- [Passage]
Linux Kernel Tuning for High-Performance VoIP Servers

Sunil Kumar Nayak
VoIP & Software Engineer

Throughput vs. Latency

Most Linux distributions (Ubuntu, Debian, CentOS) come out of the box tuned for file servers or web servers: they want to move as much data as possible (Throughput). They buffer data to do this.

VoIP hates buffering. In VoIP, a packet that arrives 200ms late is worse than a lost packet. We need to tune the kernel for Real-Time (Latency) performance.

1. Disable Power Saving (C-States)

Modern CPUs love to sleep to save power. When a packet arrives, the CPU has to "wake up", which takes microseconds. For millions of packets, this adds up to jitter.

Edit /etc/default/grub and add:

intel_idle.max_cstate=1 processor.max_cstate=1

This forces the CPU to stay awake and ready to process RTP packets instantly.

2. Interrupt Affinity (SMP Affinity)

- [Short problem 1] Check whether each statement agrees with the kernel tuning article: (a) most Linux distributions come tuned for low latency by default; (b) for VoIP, a packet arriving 200ms late is worse than a lost one; (c) the CPU power options are added in /etc/default/grub. For each, answer yes or no and quote the words that decide it.
- [Short problem 2] In the kernel tuning article, what does the CPU have to do when a packet arrives, and how long does it take?
- [Short problem 3] Please write the next part of the article on kernel tuning for VoIP servers, picking up after its last line.

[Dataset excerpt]
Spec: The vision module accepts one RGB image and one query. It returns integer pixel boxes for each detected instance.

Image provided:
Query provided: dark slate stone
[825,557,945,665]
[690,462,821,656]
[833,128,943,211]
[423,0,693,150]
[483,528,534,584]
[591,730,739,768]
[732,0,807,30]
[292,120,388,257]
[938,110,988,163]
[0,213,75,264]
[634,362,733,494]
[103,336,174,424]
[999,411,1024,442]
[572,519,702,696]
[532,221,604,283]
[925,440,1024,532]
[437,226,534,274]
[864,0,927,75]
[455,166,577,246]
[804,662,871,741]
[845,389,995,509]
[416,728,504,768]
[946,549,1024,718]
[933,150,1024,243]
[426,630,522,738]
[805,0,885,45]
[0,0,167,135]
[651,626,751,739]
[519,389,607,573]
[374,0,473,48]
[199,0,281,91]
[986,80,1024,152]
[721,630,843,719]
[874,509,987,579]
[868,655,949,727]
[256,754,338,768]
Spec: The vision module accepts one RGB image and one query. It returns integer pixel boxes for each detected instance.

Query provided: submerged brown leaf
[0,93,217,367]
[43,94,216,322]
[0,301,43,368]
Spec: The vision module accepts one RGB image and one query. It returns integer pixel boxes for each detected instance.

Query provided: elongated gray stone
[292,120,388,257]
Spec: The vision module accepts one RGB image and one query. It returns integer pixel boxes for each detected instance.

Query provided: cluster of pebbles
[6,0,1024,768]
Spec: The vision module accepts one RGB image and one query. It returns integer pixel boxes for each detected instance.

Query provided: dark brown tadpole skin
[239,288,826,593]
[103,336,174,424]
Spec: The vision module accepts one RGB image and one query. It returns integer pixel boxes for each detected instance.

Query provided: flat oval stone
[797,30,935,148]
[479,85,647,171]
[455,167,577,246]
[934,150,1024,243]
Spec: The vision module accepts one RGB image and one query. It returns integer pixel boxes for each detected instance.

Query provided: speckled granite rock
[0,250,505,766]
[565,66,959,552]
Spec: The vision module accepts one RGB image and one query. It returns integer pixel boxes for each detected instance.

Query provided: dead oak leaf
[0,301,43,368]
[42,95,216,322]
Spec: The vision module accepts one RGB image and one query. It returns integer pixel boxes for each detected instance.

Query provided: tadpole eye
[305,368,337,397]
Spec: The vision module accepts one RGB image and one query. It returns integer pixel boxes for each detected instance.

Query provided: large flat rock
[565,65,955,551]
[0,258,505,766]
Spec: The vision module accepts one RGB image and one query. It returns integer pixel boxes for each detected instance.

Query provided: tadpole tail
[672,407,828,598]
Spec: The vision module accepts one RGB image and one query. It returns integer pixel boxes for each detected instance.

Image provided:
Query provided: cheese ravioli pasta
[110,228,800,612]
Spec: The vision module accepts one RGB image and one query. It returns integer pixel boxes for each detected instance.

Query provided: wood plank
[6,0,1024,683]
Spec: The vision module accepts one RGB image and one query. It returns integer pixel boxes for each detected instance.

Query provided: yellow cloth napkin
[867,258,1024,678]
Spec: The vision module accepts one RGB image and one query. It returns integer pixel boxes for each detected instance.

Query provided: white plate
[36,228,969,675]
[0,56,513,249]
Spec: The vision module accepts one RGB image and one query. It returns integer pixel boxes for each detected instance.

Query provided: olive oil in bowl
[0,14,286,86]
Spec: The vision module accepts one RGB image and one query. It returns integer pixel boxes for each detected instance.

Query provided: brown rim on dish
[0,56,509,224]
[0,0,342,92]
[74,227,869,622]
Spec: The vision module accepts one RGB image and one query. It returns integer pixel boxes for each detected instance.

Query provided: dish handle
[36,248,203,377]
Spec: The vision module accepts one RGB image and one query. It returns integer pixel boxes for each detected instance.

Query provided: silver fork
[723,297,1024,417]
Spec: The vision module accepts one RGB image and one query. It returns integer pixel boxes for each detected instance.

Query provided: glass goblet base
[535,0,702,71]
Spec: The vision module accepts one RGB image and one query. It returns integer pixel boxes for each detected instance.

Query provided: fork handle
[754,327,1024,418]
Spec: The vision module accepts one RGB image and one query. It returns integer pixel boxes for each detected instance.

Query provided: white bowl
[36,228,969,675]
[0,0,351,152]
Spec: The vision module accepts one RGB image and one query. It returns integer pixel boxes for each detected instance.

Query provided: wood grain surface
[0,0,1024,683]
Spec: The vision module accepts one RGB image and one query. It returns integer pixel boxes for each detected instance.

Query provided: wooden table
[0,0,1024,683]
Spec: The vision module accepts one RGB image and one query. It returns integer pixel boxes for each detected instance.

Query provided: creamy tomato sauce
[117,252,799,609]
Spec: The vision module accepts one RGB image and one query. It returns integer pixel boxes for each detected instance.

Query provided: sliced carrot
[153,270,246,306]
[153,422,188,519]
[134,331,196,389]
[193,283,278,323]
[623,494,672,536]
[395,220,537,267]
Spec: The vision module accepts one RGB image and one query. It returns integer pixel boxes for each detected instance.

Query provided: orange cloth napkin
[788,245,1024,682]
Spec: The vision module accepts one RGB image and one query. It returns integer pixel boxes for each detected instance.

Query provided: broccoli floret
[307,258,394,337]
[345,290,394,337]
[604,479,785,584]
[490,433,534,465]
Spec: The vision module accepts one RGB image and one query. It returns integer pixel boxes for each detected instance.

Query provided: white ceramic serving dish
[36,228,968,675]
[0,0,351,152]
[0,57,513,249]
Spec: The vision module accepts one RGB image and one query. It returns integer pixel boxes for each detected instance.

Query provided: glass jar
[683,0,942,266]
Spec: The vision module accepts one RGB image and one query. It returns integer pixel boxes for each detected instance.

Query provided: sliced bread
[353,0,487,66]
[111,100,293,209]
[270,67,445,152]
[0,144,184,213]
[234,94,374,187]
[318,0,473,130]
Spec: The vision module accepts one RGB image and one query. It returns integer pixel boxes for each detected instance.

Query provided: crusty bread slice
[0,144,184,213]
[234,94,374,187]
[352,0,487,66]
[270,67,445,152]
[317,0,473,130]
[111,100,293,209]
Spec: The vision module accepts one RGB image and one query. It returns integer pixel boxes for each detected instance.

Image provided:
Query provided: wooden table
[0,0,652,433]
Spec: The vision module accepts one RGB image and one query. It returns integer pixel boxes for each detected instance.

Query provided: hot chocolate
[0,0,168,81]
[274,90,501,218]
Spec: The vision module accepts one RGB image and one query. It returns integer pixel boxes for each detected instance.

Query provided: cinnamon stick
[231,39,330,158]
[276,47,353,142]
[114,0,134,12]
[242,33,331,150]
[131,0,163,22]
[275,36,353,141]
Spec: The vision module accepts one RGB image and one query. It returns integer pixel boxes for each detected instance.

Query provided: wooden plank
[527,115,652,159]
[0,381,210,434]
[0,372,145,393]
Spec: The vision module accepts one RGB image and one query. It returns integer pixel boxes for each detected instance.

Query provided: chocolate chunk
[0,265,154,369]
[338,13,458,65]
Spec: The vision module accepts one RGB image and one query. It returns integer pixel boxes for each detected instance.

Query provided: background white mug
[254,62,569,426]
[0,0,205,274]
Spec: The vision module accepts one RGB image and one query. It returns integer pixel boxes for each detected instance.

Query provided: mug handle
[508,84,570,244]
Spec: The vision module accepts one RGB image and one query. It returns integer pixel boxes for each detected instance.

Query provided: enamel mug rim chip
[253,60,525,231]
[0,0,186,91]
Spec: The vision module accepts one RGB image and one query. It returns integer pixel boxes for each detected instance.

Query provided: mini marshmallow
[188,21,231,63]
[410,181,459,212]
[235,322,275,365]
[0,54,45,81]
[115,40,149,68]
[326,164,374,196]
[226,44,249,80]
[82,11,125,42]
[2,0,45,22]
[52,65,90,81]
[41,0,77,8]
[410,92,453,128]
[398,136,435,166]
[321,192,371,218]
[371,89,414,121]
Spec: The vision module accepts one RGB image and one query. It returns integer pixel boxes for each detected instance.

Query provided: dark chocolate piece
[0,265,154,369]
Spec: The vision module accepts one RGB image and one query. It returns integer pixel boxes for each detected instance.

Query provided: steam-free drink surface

- [Exercise output 1]
(a) No: "Most Linux distributions (Ubuntu, Debian, CentOS) come out of the box tuned for file servers or web servers: they want to move as much data as possible (Throughput)."
(b) Yes: "In VoIP, a packet that arrives 200ms late is worse than a lost packet."
(c) Yes: "Edit /etc/default/grub and add:"

- [Exercise output 2] It has to "wake up," which takes microseconds.

- [Exercise output 3]
By default, one CPU core usually handles all network interrupts. At high loads, this one core hits 100% while others sit idle.

Linux Kernel Tuning Dashboard

Use irqbalance or manually script the SMP affinity to distribute the network card's queues across multiple cores. This is critical for scaling past 2,000 concurrent calls.

3. UDP Buffer Sizes

RTP uses UDP. The default Linux UDP buffers are tiny. Increase them to avoid packet loss at the socket layer.

net.ipv4.udp_mem = 65536 131072 262144
net.ipv4.udp_rmem_min = 16384
net.ipv4.udp_wmem_min = 16384

Conclusion

Tuning Linux for VoIP is an art of removing bottlenecks and disabling "helpful" features like power saving that introduce latency.